TASK DESCRIPTION: Reproduce, word for word, the lines from the one containing "Below is a screenshot of the current page." through the last line, and leave the pictures out of your answer.

((

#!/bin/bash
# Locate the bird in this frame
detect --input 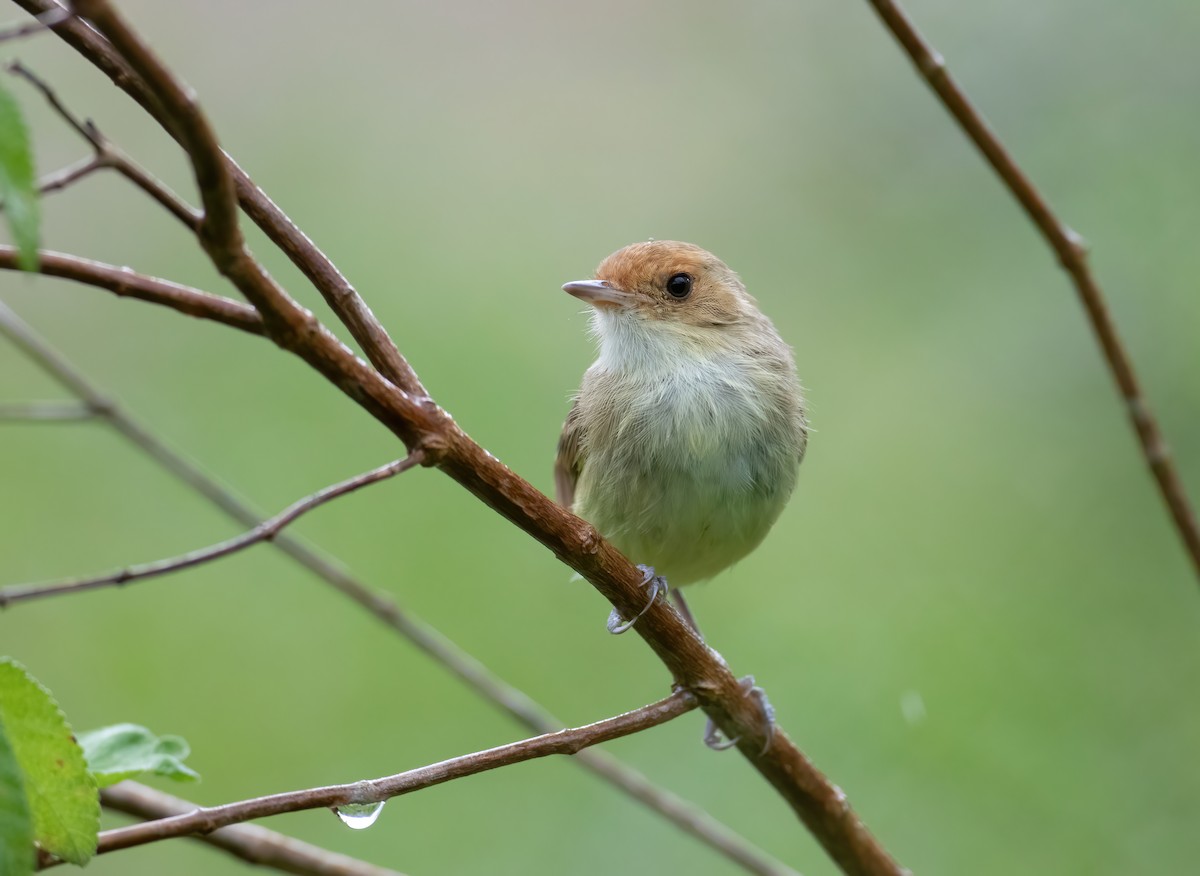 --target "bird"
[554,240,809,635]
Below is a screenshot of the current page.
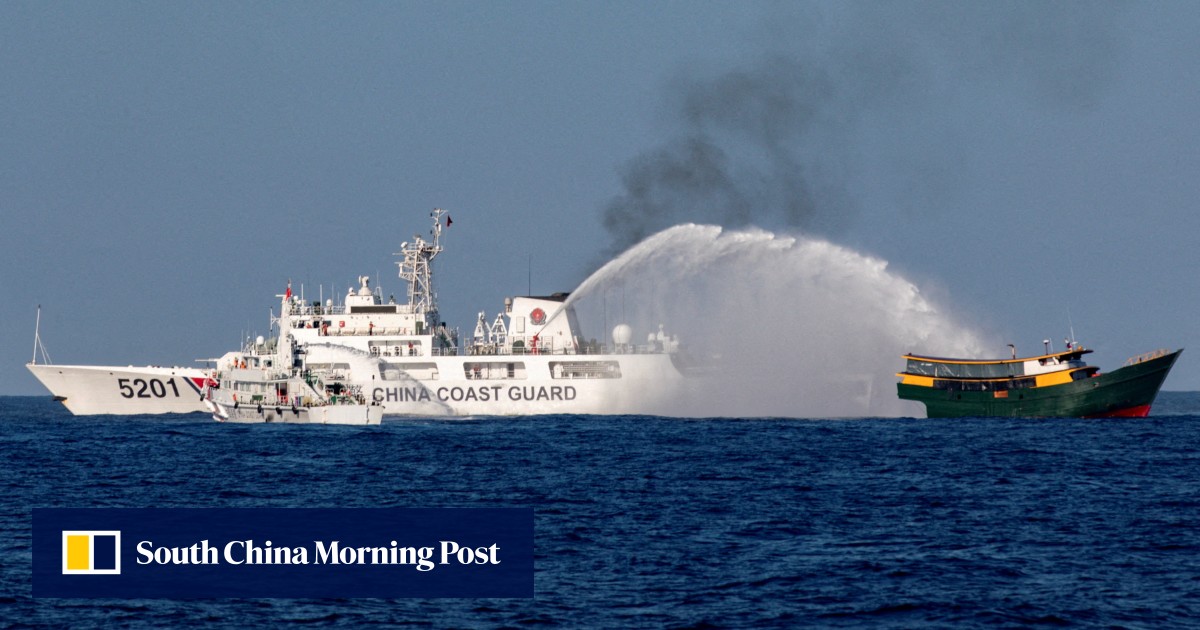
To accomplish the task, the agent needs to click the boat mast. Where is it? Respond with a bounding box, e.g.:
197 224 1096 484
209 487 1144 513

))

RESPONSE:
Below is a screenshot of the current page.
To accomplish the task, the agent needs to click the boat mast. Where is it? Respond with a bounding box, e.g.:
197 224 1096 484
209 487 1144 513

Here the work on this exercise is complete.